# TEXTO PARA LEITURA

>>

O clima de especulação permanente contra o real, as pressões altistas decorrentes da elevação do dólar e pesquisas que apontam, pela primeira vez, um índice de reprovação do governo Lula acima de 50% ligaram os alarmes em Brasília para as dificuldades de controle da inflação, absolutamente crucial no ano decisivo que se avizinha. A última edição do levantamento Focus, do Banco Central, indica uma expectativa de aumento na variação de preços em 2025 pela sexta semana consecutiva, para 4,34%, e da projeção para 2026 pela quarta semana consecutiva, para 3,78%. A continuidade das altas nas estimativas dos agentes do mercado deve aproximar no curto prazo as projeções para 2026 da meta de inflação.
Não está fácil. As incertezas no mercado internacional, em especial em relação à política econômica do governo de Donald Trump e a intensificação da guerra comercial entre Estados Unidos e China, tendem a aumentar a volatilidade do mercado cambial. Além disso, os conflitos armados entre Ucrânia e Rússia e no Oriente Médio podem afetar negativamente a estabilidade econômica global, complicando a gestão da política monetária no Brasil. Outro problema significativo é a intensificação de eventos climáticos extremos, tanto no Brasil quanto no mundo, com potencial para elevar os preços dos alimentos e reduzir a eficácia da taxa de juros como instrumento de controle da inflação, concordam vários economistas.

<<

# TAREFAS
(a) Responda às perguntas abaixo com base no texto sobre a inflação:
(i) Qual é a expectativa de variação de preços para 2025 indicada pela última edição do levantamento Focus?
(ii) Por quantas semanas consecutivas subiu a projeção para 2026?
(iii) Entre quais países se intensifica a guerra comercial mencionada no texto?
(b) Liste todos os países mencionados no texto sobre a inflação.
(c) Transcreva o trecho do texto sobre a inflação começando em "Não está fácil." e terminando em "concordam vários economistas.".

# DADOS

>>

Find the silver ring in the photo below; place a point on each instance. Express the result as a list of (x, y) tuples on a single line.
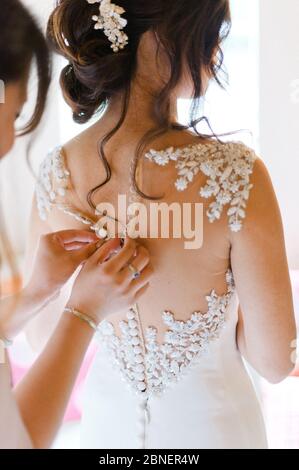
[(134, 271)]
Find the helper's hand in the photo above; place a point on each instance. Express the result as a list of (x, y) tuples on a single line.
[(105, 287), (58, 255)]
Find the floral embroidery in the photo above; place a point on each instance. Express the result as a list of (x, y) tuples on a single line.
[(228, 168), (52, 182), (149, 368)]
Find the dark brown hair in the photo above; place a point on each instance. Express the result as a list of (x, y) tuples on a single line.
[(21, 41), (188, 31)]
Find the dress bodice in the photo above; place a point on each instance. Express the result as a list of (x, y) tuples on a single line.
[(203, 341)]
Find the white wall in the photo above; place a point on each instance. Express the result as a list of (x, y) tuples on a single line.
[(279, 109)]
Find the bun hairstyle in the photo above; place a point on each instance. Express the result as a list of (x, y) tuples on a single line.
[(21, 41), (189, 31)]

<<

# RESPOSTAS POR TAREFA
(a)
(i) 4,34%.
(ii) Por quatro semanas consecutivas.
(iii) Entre Estados Unidos e China.

(b) Brasil, Estados Unidos, China, Ucrânia e Rússia.

(c)
Não está fácil. As incertezas no mercado internacional, em especial em relação à política econômica do governo de Donald Trump e a intensificação da guerra comercial entre Estados Unidos e China, tendem a aumentar a volatilidade do mercado cambial. Além disso, os conflitos armados entre Ucrânia e Rússia e no Oriente Médio podem afetar negativamente a estabilidade econômica global, complicando a gestão da política monetária no Brasil. Outro problema significativo é a intensificação de eventos climáticos extremos, tanto no Brasil quanto no mundo, com potencial para elevar os preços dos alimentos e reduzir a eficácia da taxa de juros como instrumento de controle da inflação, concordam vários economistas.